What is expected
Write the listing out again in full. Every character must match.

[Opening Supplied material section]

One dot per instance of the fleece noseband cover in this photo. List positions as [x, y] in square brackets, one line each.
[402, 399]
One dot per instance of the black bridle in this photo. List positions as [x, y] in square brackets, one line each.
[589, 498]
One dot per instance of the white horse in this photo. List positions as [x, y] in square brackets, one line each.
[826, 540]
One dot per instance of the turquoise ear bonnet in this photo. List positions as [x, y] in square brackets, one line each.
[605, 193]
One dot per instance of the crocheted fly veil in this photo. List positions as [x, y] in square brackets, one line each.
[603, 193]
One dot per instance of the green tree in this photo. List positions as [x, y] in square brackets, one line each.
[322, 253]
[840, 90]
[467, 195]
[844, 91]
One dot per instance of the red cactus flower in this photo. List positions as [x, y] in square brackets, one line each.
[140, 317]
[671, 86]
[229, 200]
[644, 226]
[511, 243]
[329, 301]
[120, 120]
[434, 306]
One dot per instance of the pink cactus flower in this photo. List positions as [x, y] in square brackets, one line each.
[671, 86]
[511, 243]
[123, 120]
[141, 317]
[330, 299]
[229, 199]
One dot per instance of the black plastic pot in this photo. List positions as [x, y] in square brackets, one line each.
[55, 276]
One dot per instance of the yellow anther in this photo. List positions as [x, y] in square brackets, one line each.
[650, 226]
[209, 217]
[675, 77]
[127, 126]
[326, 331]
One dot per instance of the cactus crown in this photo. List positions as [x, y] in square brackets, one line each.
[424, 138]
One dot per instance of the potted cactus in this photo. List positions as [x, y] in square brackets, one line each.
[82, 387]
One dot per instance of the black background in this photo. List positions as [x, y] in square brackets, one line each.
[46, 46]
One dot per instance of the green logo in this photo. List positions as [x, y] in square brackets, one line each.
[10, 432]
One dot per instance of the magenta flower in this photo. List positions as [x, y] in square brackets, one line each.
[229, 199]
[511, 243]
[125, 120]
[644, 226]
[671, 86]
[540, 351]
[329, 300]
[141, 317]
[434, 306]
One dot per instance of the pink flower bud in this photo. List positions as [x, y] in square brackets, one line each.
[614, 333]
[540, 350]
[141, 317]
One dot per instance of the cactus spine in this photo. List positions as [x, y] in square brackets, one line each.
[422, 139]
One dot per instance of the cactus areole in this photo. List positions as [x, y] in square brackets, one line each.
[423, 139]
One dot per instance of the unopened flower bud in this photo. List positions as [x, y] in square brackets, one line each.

[Closing Supplied material section]

Exercise solution
One dot per instance of the fleece noseband cover in this photo. List positions as [x, y] in square brackets, one line each.
[402, 399]
One dot per instance of the black bridle in this photo. List positions as [x, y] in square brackets, one line each.
[589, 498]
One dot per instance of the white horse in this photo. List positions as [x, y] in square brackets, one line each.
[826, 540]
One dot per instance of the turquoise ear bonnet in this photo. List positions as [x, y] in square brackets, one line each.
[605, 193]
One dot per instance of the crocheted fly veil in this photo. List positions as [x, y] in square brackets, one line each.
[603, 193]
One dot per instance of the green tree in this photo. List positions as [x, y] in square brackets, one line each.
[322, 253]
[840, 90]
[467, 195]
[844, 91]
One dot per instance of the red cactus flower in this photo. List positions as [x, y] in square brackets, one line each.
[140, 317]
[671, 86]
[229, 200]
[644, 226]
[511, 243]
[329, 301]
[120, 120]
[434, 306]
One dot per instance of the pink cactus flower in this photo. List positions as [x, y] in square brackets, one line each.
[671, 86]
[511, 243]
[123, 120]
[141, 317]
[330, 299]
[229, 199]
One dot per instance of the black plastic pot in this photo. List positions as [x, y] in square brackets, one line each.
[55, 276]
One dot per instance of the yellow anther in this photo. List positions as [x, y] in square brackets, one line each.
[650, 226]
[209, 217]
[675, 77]
[127, 126]
[326, 331]
One dot per instance of the cactus crown in this photo. List positions as [x, y] in square brackets, one line each.
[424, 138]
One dot per instance of the potted cactus in this photo. List positions as [x, y] in square brackets, one line each.
[82, 387]
One dot per instance of the black background in this photo. List positions as [x, y] in square brackets, one line each.
[46, 46]
One dot per instance of the green logo in this photo. List positions as [x, y] in square brackets, one line each.
[10, 432]
One dot per instance of the magenta flower in this photo. List positions as [x, y] in square brackets, one line each.
[229, 199]
[511, 243]
[125, 120]
[644, 226]
[671, 86]
[540, 351]
[329, 300]
[141, 317]
[434, 306]
One dot per instance of the pink flower bud in this photo. List positions as [x, y] in square brackets, one line each.
[614, 333]
[540, 350]
[141, 317]
One dot per instance of the cactus spine in this photo. List positions as [x, y] in square brackets, one line each.
[422, 139]
One dot per instance of the cactus areole in this photo. List positions as [x, y] in square brackets, one line each.
[423, 139]
One dot per instance of the unopened flower bud in this photo. List positions as [x, y] in square brackets, one line each.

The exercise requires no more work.